-------- Data supplied
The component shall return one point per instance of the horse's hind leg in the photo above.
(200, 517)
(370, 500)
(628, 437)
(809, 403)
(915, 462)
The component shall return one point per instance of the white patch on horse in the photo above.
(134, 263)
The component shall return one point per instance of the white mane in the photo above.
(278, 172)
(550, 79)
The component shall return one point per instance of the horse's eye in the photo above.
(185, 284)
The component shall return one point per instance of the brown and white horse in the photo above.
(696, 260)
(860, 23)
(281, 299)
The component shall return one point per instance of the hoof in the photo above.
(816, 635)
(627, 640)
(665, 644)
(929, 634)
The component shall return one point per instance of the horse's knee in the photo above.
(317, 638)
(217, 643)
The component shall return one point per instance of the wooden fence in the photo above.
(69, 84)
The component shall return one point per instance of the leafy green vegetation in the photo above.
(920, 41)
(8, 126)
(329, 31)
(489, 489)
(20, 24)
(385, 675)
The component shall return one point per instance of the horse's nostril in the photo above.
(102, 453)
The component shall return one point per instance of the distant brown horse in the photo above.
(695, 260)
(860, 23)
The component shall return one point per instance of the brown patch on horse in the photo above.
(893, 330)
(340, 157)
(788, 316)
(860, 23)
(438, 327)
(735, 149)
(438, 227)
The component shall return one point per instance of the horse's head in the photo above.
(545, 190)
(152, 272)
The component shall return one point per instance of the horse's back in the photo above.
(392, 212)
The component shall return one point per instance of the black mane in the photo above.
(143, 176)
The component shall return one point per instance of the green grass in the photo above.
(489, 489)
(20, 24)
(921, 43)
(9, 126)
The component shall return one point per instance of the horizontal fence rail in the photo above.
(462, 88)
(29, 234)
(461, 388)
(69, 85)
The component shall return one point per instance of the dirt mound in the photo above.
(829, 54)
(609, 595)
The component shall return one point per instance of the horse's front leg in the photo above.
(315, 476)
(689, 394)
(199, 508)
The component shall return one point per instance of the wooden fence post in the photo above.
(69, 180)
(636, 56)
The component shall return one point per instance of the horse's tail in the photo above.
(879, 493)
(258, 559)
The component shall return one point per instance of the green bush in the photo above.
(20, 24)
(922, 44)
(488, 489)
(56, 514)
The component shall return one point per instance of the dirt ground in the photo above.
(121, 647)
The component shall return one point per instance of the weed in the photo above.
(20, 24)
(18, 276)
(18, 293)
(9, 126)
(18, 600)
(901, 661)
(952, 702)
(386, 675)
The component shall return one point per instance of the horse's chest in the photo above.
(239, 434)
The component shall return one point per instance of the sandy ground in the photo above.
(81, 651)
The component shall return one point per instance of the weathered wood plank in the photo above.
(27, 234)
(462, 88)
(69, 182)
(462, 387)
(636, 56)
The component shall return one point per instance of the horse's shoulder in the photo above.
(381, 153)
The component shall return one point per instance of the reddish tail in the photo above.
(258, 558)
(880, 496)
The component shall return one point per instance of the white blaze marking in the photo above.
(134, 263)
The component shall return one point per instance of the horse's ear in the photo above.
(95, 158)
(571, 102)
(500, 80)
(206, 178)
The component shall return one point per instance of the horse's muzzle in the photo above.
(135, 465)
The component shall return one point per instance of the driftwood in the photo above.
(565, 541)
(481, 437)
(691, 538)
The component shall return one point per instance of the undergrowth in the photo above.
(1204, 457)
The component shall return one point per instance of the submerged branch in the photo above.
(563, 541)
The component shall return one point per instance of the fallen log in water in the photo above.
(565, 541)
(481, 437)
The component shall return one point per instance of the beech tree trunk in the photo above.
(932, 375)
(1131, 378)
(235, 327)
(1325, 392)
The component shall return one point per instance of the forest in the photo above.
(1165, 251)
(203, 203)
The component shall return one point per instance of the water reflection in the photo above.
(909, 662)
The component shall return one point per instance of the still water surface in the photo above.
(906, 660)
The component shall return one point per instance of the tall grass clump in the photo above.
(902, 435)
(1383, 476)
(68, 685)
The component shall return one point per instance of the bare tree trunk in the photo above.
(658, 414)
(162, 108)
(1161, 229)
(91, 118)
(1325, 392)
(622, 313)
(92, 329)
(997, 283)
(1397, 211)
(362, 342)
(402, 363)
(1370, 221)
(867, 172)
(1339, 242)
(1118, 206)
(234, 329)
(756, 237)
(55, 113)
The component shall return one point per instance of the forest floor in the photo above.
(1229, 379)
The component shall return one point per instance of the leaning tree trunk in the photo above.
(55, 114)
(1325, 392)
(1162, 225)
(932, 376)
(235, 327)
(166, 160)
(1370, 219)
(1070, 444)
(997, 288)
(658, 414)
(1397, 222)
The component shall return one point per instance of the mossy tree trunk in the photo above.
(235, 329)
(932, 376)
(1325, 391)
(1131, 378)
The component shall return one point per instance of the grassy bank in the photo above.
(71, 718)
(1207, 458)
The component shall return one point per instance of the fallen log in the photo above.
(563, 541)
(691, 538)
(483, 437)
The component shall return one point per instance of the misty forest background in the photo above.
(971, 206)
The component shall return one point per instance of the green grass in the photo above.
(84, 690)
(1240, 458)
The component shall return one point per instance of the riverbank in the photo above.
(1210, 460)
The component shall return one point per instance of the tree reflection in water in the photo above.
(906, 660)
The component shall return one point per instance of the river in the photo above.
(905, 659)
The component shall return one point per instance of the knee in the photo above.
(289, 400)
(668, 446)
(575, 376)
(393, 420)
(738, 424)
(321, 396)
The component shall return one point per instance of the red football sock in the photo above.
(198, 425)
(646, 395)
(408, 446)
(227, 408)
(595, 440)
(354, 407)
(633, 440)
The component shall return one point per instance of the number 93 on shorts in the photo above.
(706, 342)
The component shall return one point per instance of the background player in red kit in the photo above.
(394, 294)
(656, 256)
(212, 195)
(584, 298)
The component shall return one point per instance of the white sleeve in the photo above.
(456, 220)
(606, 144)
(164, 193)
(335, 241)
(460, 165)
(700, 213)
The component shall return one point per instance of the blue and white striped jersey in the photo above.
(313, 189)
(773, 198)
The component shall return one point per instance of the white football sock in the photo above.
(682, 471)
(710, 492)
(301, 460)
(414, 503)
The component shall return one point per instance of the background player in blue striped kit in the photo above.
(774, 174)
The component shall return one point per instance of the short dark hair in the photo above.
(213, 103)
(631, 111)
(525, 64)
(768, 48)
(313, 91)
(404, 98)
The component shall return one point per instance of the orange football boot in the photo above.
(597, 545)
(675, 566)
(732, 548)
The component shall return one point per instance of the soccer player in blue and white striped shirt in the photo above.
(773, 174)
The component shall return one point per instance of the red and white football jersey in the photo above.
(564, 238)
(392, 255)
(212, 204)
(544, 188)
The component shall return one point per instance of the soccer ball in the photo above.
----------------
Convert every line of the records above into a JSON list of strings, one string per line, skipping any blank lines.

Response for this exercise:
[
  "The component shall return one point per instance of the horse's hind leg in the photo above.",
  "(200, 517)",
  "(370, 500)",
  "(628, 437)",
  "(809, 403)",
  "(915, 462)",
  "The component shall return one point per instance of the white patch on horse in the photo above.",
  "(134, 263)",
  "The component shall return one point per instance of the white mane in the photo above.",
  "(278, 172)",
  "(550, 79)",
  "The component shall return one point per instance of the horse's eye in the photo above.",
  "(185, 284)",
  "The component shall return one point per instance of the brown and white horse in the photo above.",
  "(696, 260)",
  "(860, 23)",
  "(281, 299)",
  "The component shall return one point per instance of the hoof in the photo above.",
  "(816, 635)",
  "(627, 640)",
  "(665, 644)",
  "(929, 634)",
  "The component shall return one point per instance of the horse's knee in the photo above.",
  "(317, 638)",
  "(217, 643)",
  "The component shall return one point per instance of the wooden fence in the photo above.",
  "(69, 84)",
  "The component shall return one point per instance of the leafy green vegetation in the photo above.",
  "(920, 41)",
  "(8, 126)",
  "(329, 31)",
  "(489, 489)",
  "(20, 24)",
  "(385, 675)",
  "The component shall return one point per instance of the horse's nostril in the photo above.",
  "(102, 453)",
  "The component shall return one point per instance of the distant brown horse in the photo above.",
  "(695, 260)",
  "(860, 23)",
  "The component shall return one point per instance of the brown patch on horse in the photo above.",
  "(893, 330)",
  "(340, 157)",
  "(788, 316)",
  "(860, 23)",
  "(438, 327)",
  "(735, 149)",
  "(438, 227)",
  "The component shall return one point per instance of the horse's head in the photo above.",
  "(545, 190)",
  "(152, 272)",
  "The component shall return one point per instance of the horse's back in the photo above.",
  "(392, 212)",
  "The component shall return one point per instance of the black mane in the photo above.",
  "(143, 176)",
  "The component shall return one point per instance of the green grass in the photo above.",
  "(489, 489)",
  "(20, 24)",
  "(921, 43)",
  "(9, 126)",
  "The component shall return one point per instance of the horizontal fence rail in the photo above.",
  "(462, 88)",
  "(29, 234)",
  "(461, 388)",
  "(69, 85)",
  "The component shall return one point per instance of the dirt mound in the photo above.",
  "(829, 54)",
  "(609, 595)",
  "The component shall return one point per instance of the horse's front leg in the photo above.",
  "(315, 476)",
  "(689, 394)",
  "(199, 508)",
  "The component shall return one point per instance of the wooden fence post in the photo above.",
  "(69, 180)",
  "(636, 56)",
  "The component shall return one point per instance of the horse's tail in the photo above.",
  "(879, 493)",
  "(258, 559)",
  "The component shall return one point per instance of the green bush in the photo above.",
  "(20, 24)",
  "(922, 44)",
  "(488, 489)",
  "(56, 514)",
  "The component shall return one point per instance of the dirt ground in the photo above.",
  "(121, 647)",
  "The component shall return one point per instance of the weed in the photo above.",
  "(20, 24)",
  "(18, 276)",
  "(18, 293)",
  "(9, 126)",
  "(18, 600)",
  "(901, 661)",
  "(952, 702)",
  "(386, 675)",
  "The component shall return one point per instance of the horse's chest in the photo above.",
  "(239, 434)",
  "The component shall return one point per instance of the sandy ground in the photo above.",
  "(81, 651)",
  "The component shall return one point per instance of the weathered wood plank in the photo above.",
  "(27, 234)",
  "(462, 88)",
  "(69, 182)",
  "(462, 387)",
  "(636, 56)",
  "The component shall return one point per instance of the horse's shoulder in the photo above.",
  "(381, 153)",
  "The component shall return one point per instance of the reddish tail in the photo above.",
  "(258, 558)",
  "(880, 496)",
  "The component shall return one point per instance of the white blaze marking in the photo above.",
  "(134, 263)",
  "The component shall return one point per instance of the horse's ear in the photo above.",
  "(95, 158)",
  "(571, 102)",
  "(500, 80)",
  "(206, 178)",
  "The component shall return one point per instance of the horse's muzzle in the photo above.",
  "(135, 465)",
  "The component shall return one point per instance of the driftwood in the photo above.",
  "(565, 541)",
  "(481, 437)",
  "(691, 538)",
  "The component shall return one point per instance of the undergrowth in the photo above.",
  "(1204, 457)",
  "The component shall return one point per instance of the submerged branch in the photo above.",
  "(563, 541)",
  "The component shall return one point per instance of the fallen log in water in the photo above.",
  "(565, 541)",
  "(481, 437)",
  "The component shall return one point per instance of the beech tree trunk in the photo above.",
  "(932, 375)",
  "(1131, 378)",
  "(235, 327)",
  "(1325, 392)",
  "The component shall return one point per instance of the forest in the photo above.",
  "(1165, 251)",
  "(203, 203)",
  "The component shall return one point per instance of the water reflection in the photo above.",
  "(909, 662)",
  "The component shall return one point per instance of the still water surface in the photo above.",
  "(906, 660)",
  "The component shall return one point per instance of the tall grass clump in the photo above.",
  "(902, 435)",
  "(1383, 476)",
  "(68, 685)",
  "The component shall return one point per instance of the bare tree trunk in the photo above.",
  "(658, 414)",
  "(162, 108)",
  "(1161, 229)",
  "(91, 118)",
  "(1325, 392)",
  "(622, 313)",
  "(92, 329)",
  "(997, 283)",
  "(1397, 211)",
  "(362, 342)",
  "(402, 363)",
  "(1370, 221)",
  "(867, 172)",
  "(1339, 242)",
  "(1118, 206)",
  "(234, 329)",
  "(756, 237)",
  "(55, 113)",
  "The component shall return one point per instance of the forest floor in the photo above.",
  "(1229, 379)",
  "The component shall return one point per instance of the leaning tree trunk in the photo above.",
  "(55, 114)",
  "(1325, 392)",
  "(1162, 225)",
  "(932, 376)",
  "(235, 327)",
  "(166, 160)",
  "(1370, 219)",
  "(1070, 444)",
  "(997, 288)",
  "(658, 414)",
  "(1397, 222)",
  "The component shall return one point per instance of the mossy tree trunk in the photo above.",
  "(235, 329)",
  "(932, 376)",
  "(1325, 391)",
  "(1131, 378)",
  "The component shall return one point per instance of the grassy bank in the photo above.",
  "(71, 718)",
  "(1207, 458)",
  "The component shall return one point per instance of the fallen log in the photo above.",
  "(563, 541)",
  "(691, 538)",
  "(483, 437)",
  "The component shall return one point per instance of the misty forest background in the photo above.",
  "(971, 206)",
  "The component shall return one point per instance of the green grass in the photo above.",
  "(84, 690)",
  "(1240, 458)",
  "The component shall return one point per instance of the riverbank in the photo above.",
  "(1210, 460)",
  "The component shall return one point per instance of the tree reflection in water in the photo above.",
  "(906, 660)",
  "The component shall return one point per instance of the river in the photo above.",
  "(905, 659)",
  "The component shall return one point per instance of the knee in the photo above.",
  "(289, 400)",
  "(668, 446)",
  "(575, 376)",
  "(393, 420)",
  "(738, 424)",
  "(321, 396)",
  "The component shall return one point per instance of the red football sock in the photo above.",
  "(198, 425)",
  "(646, 395)",
  "(408, 446)",
  "(227, 408)",
  "(595, 440)",
  "(354, 407)",
  "(633, 440)",
  "The component shall return one point per instance of the number 93 on shorts in the photo above.",
  "(706, 342)",
  "The component shall return one point per instance of the background player in red kit in the photo above.",
  "(394, 294)",
  "(656, 256)",
  "(212, 195)",
  "(584, 298)",
  "The component shall return one point per instance of the white sleeve in the photo above.",
  "(456, 220)",
  "(606, 144)",
  "(164, 193)",
  "(335, 241)",
  "(460, 165)",
  "(700, 213)",
  "The component shall return one point per instance of the blue and white striped jersey in the photo above.",
  "(313, 189)",
  "(773, 198)",
  "The component shall return one point per instance of the white football sock in the photo above.",
  "(682, 471)",
  "(710, 492)",
  "(301, 460)",
  "(414, 503)",
  "The component shall return one point per instance of the background player in blue striped kit in the photo above.",
  "(774, 174)",
  "The component shall return one point per instance of the short dark hair in the photo above.",
  "(213, 103)",
  "(631, 111)",
  "(525, 64)",
  "(768, 48)",
  "(313, 91)",
  "(404, 98)",
  "The component shall return one point per instance of the orange football boot in the photo above.",
  "(597, 545)",
  "(675, 566)",
  "(732, 548)",
  "The component shall return one point per instance of the soccer player in blue and white striped shirt in the photo above.",
  "(773, 174)",
  "The component shall return one point per instance of the red and white football jersey in the photo above.",
  "(564, 238)",
  "(392, 255)",
  "(212, 204)",
  "(544, 188)",
  "The component shall return one point per instance of the soccer ball in the photo above."
]